#### WORK TO DO
1. According to the article on EEFC accounts and Special Economic Zones, on what date did India's SEZ policy first come into inception?
2. Extend the article on EEFC accounts and Special Economic Zones past its final sentence.

#### PASSAGE PROVIDED
○ ○ ○ ○
Exchange earners foreign currency account (EEFC) is an
account maintained in foreign currency with an authorised dealer i.e. a bank
dealing in foreign exchange. It is a facility provided to the foreign exchange
earners, including exporters, to credit 100% of their foreign exchange earnings
to the account, so that the account holders do not have to convert foreign
exchange into rupees and vice versa, thereby minimising the transaction costs.
But when the question arises that whether EEFC account can be opened by Special
Economic Zone units, then the answer is big No.
All categories of foreign exchange earners, such as individuals,
companies, etc. who are resident in India, can open EEFC accounts. Special
economic zone (SEZ) units cannot open EEFC accounts. But, a unit located in an
SEZ can open a foreign currency account with an authorised dealer in India
subject to certain conditions. SEZ developers can open EEFC Accounts.
An EEFC account can be held only in the form of a current account. Cheque facility is available for operation of the EEFC account. No interest is payable on EEFC accounts.
Up to 100% foreign exchange earnings can be credited to the EEFC account. However, the sum total of the accruals in the account during a calendar month should be converted into rupees before the last day of the succeeding calendar month after adjusting for utilization of the balances for approved purposes or forward commitments.
An EEFC account can be held only in the form of a current account. Cheque facility is available for operation of the EEFC account. No interest is payable on EEFC accounts.
Up to 100% foreign exchange earnings can be credited to the EEFC account. However, the sum total of the accruals in the account during a calendar month should be converted into rupees before the last day of the succeeding calendar month after adjusting for utilization of the balances for approved purposes or forward commitments.
Let me describe a few about Special Unit Zone also;
The Special Economic Zone (SEZ) policy in India first came into
inception on April 1, 2000. The prime objective was to enhance foreign
investment and provide an internationally competitive and hassle free
environment for exports. The idea was to promote exports from the country and
realising the need that level playing field must be made available to the
domestic enterprises and manufacturers to be competitive globally.
Legislation has been passed
permitting SEZs to offer tax breaks to foreign investors. Over half a decade
has passed since its inception, but the SEZ Bill has certain drawbacks due to
the omission of key provisions that would have relaxed rigid labour rules. This
has lessened India's chance of emulating the success of the Chinese SEZ model,
through foreign direct investment (FDI) in export-oriented manufacturing.
The policy relating to SEZs, so far contained in the foreign trade
policy, was originally implemented through piecemeal and ad hoc amendments to
different laws, besides executive orders. In order to avoid these pitfalls and
to give a long-term and stable policy framework with minimum regulation, the
SEZ Act, '05, was enacted. The Act provides the umbrella legal framework,
covering all important legal and regulatory aspects of SEZ development as well
as for units operating in SEZs.
Since the rules will take care of many issues, the Special
Economic Zone Act is likely to take some more time and the government is
unlikely to notify them before September 1. The commerce and industry ministry
is examining the domestic industry's comments on draft SEZ rules. A meeting of
development commissioners of all SEZs will be convened soon to discuss the
changes that need to be incorporated before they are notified to be placed
before the parliament for final approval.
○ ○ ○ ○
#### Dataset rows showing where objects appear
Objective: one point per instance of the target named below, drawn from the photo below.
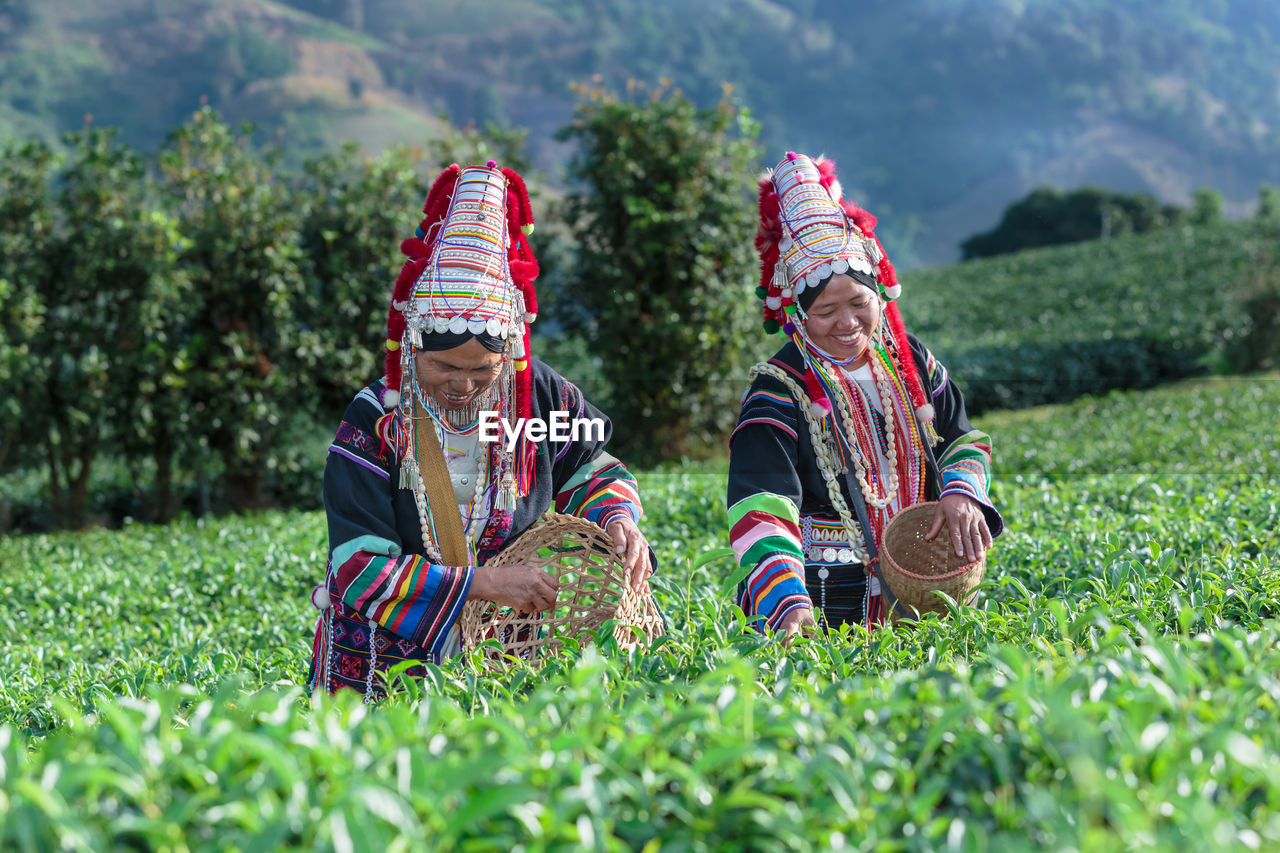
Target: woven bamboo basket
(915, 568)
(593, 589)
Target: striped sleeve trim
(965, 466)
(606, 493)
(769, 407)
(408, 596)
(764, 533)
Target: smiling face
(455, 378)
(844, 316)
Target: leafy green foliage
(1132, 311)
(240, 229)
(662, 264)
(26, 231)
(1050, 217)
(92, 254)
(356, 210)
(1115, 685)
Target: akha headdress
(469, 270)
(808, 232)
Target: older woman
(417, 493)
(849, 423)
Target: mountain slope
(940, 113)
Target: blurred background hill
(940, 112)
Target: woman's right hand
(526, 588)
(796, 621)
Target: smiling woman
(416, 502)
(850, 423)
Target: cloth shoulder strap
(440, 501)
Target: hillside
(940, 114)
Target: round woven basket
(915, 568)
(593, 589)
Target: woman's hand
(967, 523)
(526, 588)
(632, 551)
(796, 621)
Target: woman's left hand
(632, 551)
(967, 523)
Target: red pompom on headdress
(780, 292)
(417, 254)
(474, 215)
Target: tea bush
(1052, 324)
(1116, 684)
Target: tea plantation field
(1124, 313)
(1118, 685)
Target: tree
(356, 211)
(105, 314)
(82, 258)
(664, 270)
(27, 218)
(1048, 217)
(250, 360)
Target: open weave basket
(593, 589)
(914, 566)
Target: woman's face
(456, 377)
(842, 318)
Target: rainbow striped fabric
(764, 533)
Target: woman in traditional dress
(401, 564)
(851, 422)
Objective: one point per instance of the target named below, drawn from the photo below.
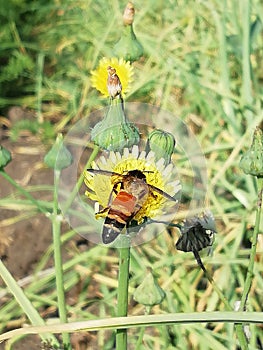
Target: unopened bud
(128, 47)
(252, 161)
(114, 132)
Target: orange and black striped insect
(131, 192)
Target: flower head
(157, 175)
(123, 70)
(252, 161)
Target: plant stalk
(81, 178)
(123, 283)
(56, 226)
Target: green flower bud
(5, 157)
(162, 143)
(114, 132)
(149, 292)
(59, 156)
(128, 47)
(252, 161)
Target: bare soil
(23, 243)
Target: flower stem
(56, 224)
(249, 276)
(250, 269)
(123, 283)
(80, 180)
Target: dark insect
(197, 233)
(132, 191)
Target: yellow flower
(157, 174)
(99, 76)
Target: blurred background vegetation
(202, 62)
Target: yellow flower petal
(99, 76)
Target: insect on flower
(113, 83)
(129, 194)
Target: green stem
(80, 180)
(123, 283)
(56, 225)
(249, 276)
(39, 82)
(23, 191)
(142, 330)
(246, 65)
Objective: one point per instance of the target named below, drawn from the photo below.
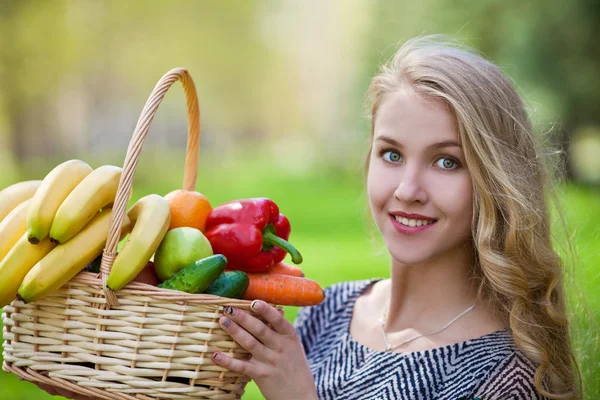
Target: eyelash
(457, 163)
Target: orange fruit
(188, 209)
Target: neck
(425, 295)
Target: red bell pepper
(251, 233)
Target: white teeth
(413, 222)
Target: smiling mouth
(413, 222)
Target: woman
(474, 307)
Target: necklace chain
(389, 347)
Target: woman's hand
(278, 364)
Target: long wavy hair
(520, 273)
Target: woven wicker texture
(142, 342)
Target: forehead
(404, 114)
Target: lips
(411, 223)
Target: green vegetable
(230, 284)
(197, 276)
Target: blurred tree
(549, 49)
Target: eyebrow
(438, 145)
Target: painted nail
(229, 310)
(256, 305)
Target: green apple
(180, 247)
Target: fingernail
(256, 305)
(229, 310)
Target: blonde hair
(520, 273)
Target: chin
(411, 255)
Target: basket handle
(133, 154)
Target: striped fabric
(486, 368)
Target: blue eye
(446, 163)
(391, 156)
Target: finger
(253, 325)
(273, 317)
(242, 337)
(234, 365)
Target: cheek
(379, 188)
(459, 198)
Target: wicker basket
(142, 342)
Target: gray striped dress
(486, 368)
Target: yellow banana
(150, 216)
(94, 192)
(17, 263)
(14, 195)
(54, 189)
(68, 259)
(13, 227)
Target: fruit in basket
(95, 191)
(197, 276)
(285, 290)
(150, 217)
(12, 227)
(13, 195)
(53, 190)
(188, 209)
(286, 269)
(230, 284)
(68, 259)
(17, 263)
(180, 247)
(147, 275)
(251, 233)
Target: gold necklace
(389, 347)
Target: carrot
○ ○ ○ ○
#### RESPONSE LIST
1. April 1, 2000.

2.
The objective of the SEZ Act was to create a hassle-free regime
and the rules would be formulated keeping this in mind. The ministry is also
holding talks with state governments as they have to play an important role in
the development of SEZs.
What is a Special Economic Zone(SEZ)?
Special Economic Zone (SEZ) is a specifically delineated duty-free
enclave and shall be deemed to be foreign territory for the purposes of trade
operations and duties and tariffs. In order words, SEZ is a geographical region
that has economic laws different from a country's typical economic laws.
Usually the goal is to increase foreign investments. SEZs have been established
in several countries, including China, India, Jordan, Poland, Kazakhstan,
Philippines and Russia. North Korea has also attempted this to a degree.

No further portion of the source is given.